-- start of Selection --
The chronometer escapement was, as the name implies, most commonly used on marine chronometers. They could be made to be far more accurate than lever escapements, but they were more fragile, were not self-starting, and harder to manufacture.

[edit] Cylinder escapement

The cylinder escapement was an improvement over the verge escapement in terms of time keeping abilities, but it was not easy to manufacture, was somewhat fragile and the escape wheel was in constant contact with the balance which caused it to need regular cleaning due to wear. It was commonly used by the French watchmakers, although the Swiss also used it quite a bit.

[edit] Co-axial escapement

Main article: Co-axial escapement

Invented and patented by George Daniels, the co-axial escapement is complicated but through a combination of interlocks avoids the sliding friction of the anchor escapement. It is a very important innovation in mechanical watchmaking in the sense that it solves the long-standing friction problem, although the accuracy and reliability gained still do not come close to electronic movements. Because mechanical watches no longer sell because of their accuracy or reliability as timepieces, the main watchmakers had little interest in investing in the tooling required, although finally Omega decided to implement this technology. While low-friction escapements existed already, they were too large for small "movements" (as clock-work is referred to).
-- end of Selection --
_Short task_
Please repeat the stretch of the escapement text from "[edit] Cylinder escapement" through "quite a bit.", switching "French" to "English". The lines that come next are separate material and have no connection to the escapement text.
-- start of Supplied material --
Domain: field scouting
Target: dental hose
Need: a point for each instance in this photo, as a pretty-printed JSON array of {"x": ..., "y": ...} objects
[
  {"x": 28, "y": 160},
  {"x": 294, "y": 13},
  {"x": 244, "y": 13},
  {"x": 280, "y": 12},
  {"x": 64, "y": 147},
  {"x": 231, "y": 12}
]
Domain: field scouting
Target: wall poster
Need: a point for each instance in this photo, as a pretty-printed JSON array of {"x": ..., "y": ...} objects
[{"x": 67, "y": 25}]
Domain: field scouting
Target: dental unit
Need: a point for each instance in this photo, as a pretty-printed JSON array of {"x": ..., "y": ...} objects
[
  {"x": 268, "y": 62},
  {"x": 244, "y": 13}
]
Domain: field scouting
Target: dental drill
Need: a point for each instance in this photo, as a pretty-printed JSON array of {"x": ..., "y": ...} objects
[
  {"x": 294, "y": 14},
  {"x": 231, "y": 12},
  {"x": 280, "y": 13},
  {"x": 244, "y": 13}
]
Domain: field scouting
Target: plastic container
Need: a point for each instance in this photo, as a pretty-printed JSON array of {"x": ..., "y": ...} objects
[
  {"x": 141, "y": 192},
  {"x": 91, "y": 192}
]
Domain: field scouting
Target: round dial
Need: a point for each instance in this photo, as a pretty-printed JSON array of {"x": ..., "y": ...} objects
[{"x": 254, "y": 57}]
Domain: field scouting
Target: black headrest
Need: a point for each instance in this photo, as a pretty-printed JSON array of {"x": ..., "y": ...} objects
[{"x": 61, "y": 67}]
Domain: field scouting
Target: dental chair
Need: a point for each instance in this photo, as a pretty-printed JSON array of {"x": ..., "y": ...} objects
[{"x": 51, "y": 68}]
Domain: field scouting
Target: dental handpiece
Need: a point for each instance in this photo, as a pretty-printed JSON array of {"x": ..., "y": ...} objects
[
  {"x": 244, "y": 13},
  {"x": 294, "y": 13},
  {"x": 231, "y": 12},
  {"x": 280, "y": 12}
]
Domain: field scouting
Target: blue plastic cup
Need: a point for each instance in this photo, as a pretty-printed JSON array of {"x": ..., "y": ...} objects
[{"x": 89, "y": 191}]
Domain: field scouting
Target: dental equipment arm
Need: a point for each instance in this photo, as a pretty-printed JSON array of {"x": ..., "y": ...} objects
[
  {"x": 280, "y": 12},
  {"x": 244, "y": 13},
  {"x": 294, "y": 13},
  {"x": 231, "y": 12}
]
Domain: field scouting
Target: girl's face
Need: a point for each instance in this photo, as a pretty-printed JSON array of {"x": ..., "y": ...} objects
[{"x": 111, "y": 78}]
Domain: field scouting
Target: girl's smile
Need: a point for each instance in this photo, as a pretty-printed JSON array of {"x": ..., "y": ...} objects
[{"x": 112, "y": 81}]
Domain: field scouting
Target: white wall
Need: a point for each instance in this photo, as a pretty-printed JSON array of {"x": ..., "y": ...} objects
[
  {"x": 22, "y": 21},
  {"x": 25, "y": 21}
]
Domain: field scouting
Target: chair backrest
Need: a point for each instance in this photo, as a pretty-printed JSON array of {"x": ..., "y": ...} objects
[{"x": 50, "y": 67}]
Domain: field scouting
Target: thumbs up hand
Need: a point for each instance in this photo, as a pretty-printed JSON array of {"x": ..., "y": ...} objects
-- end of Supplied material --
_Completed task_
[edit] Cylinder escapement

The cylinder escapement was an improvement over the verge escapement in terms of time keeping abilities, but it was not easy to manufacture, was somewhat fragile and the escape wheel was in constant contact with the balance which caused it to need regular cleaning due to wear. It was commonly used by the English watchmakers, although the Swiss also used it quite a bit.